> [Aim]
Reproduce every entry below word for word, but leave the pictures out.

Entries for pointing at named objects
[START]
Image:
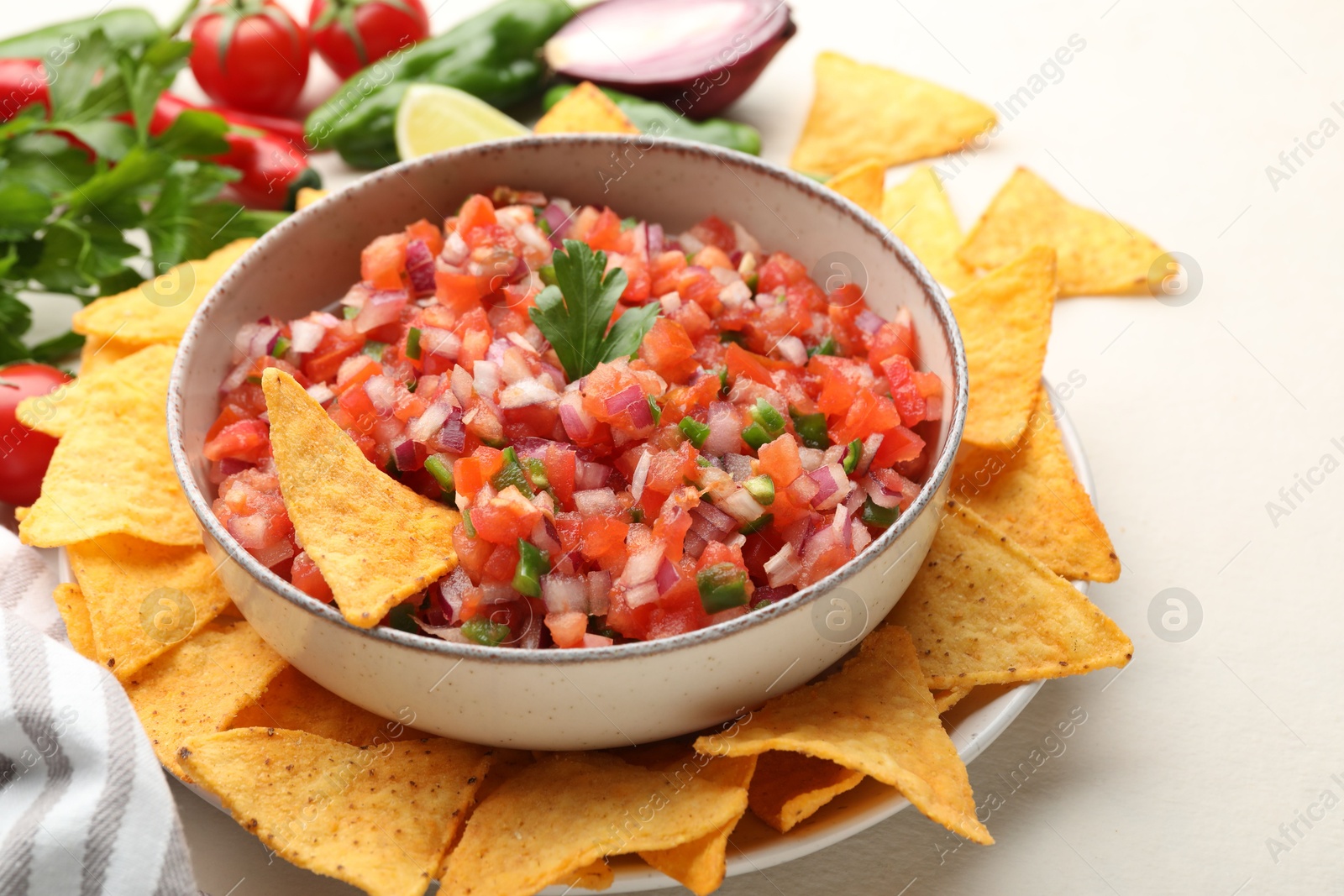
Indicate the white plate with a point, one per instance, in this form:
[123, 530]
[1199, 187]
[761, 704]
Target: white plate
[974, 725]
[END]
> [Finished answer]
Image:
Indicate the white plate with a point, one per instance, in this form:
[123, 530]
[1199, 187]
[761, 704]
Target: white plate
[974, 725]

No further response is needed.